Precision Medicine leaps forward
A randomised control trial published in the Journal of Alzheimers Disease (JAD) this year, 2022, in the UK looked at people with early stage dementia.
Twenty-five patients with dementia or mild cognitive impairment were evaluated for a number of underlying issues including things such as inflammation, infection or vascular disease. Each patients was treated with a personalised medical plan for their conditions for 9 months. They had an MRI of their brains and did a series of cognitive tests before the study started and then again at 3, 6, and 9 months.
WHAT HAPPENED ???
There was a statistically significant improvement in cognitive function. No serious adverse events were recorded and the MRI showed improvement in the structure of the patients’ brains.
A PubMed summary is here and the full research paper is here
This is another confidence boost that:
a) my Parkinsons doesn’t have to lead to Alzheimers
b) that others suffering with neurodegenerative diseases can access individualised medicine to reduce their risk of dementia
c) there are ways to help people with Alzheimers or other forms of dementia to improve their cognitive function
Why is this different?
Let me simplify what follows – detail at the bottom.
Dicky’s Summary
So far Alzheimers research has focussed on looking for a cure from traditional treatments – with a 100% failure rate. This new personalised approach treats each person as an individual with possibly multiple issues (eg. Parkinsons, cancer, etc etc) that combine to kick-start the decline into dementia. If we can work to alleviate the severity of each person’s original problems, then the progression of dementia can be reduced.
The Detail
“The approach in this trial departs sharply from traditional treatment strategies for Alzheimer’s disease, which have largely been monotherapeutic, monophasic, non-personalized, and blind, i.e., cause-independent, thus not targeted to the underlying drivers of the disease in each person, but rather to common downstream consequences and/or secondary drivers, such as amyloidosis.”
“The positive results from the proof-of-concept trial are compatible with the notion that Alzheimer’s disease represents a complex network insufficiency. Therefore, multi-factorial optimization of network function and support offers a rational therapeutic strategy. “
A word of caution – summary
The study only worked with people with mild onset dementia. Those who were worse affected seemed also to improve, but they were not part of the formal study
The detail on that:
There are limitations to the research including, “that it did not address patients with intermediate stage or advanced Alzheimer’s disease and therefore, although there are anecdotal reports of (more severely affected) patients showing improvement with a similar precision medicine approach, the current study offers no insight into the treatment of patients in that group.”

* _DATASET EXCERPT_
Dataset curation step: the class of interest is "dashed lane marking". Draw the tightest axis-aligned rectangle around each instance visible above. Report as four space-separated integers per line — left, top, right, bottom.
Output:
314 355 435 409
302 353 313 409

* _TASK ITEM 1_
How long was each patient treated with a personalized medical plan, according to the precision medicine post?
* _TASK ITEM 2_
Extract the passage from "A PubMed summary" to "at the bottom." from the precision medicine post.

* _YOUR RESPONSE 1_
Each patient was treated for 9 months.

* _YOUR RESPONSE 2_
A PubMed summary is here and the full research paper is here
This is another confidence boost that:
a) my Parkinsons doesn’t have to lead to Alzheimers
b) that others suffering with neurodegenerative diseases can access individualised medicine to reduce their risk of dementia
c) there are ways to help people with Alzheimers or other forms of dementia to improve their cognitive function
Why is this different?
Let me simplify what follows – detail at the bottom.